**Task to carry out**
Count the lines in the rows below that contain the string "engine", treating uppercase and lowercase as different. Reply with the number alone.

**Recorded data**
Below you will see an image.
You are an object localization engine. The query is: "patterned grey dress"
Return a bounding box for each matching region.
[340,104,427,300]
--
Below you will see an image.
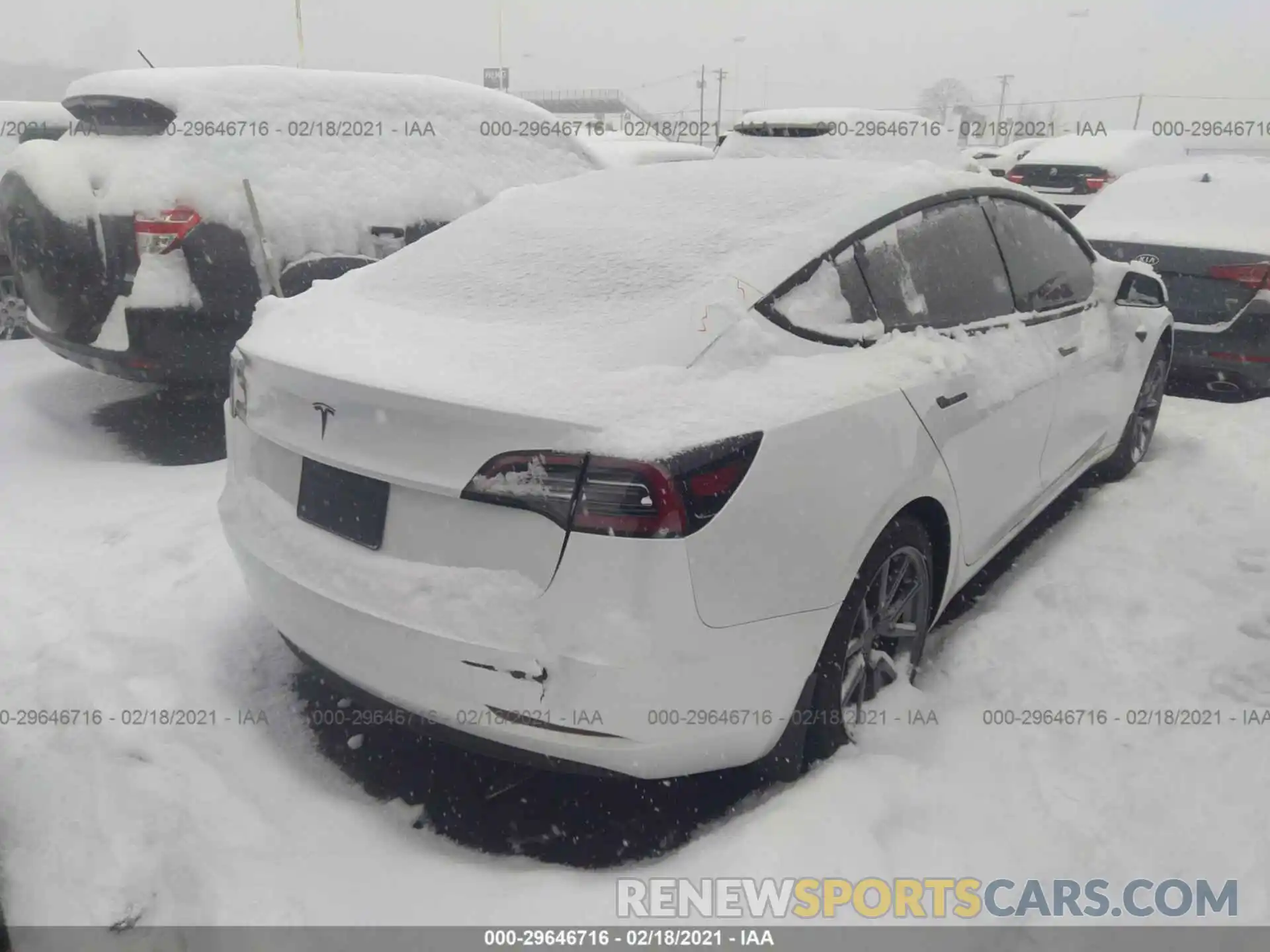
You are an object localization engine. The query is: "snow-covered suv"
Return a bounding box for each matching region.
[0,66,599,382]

**Written solution**
2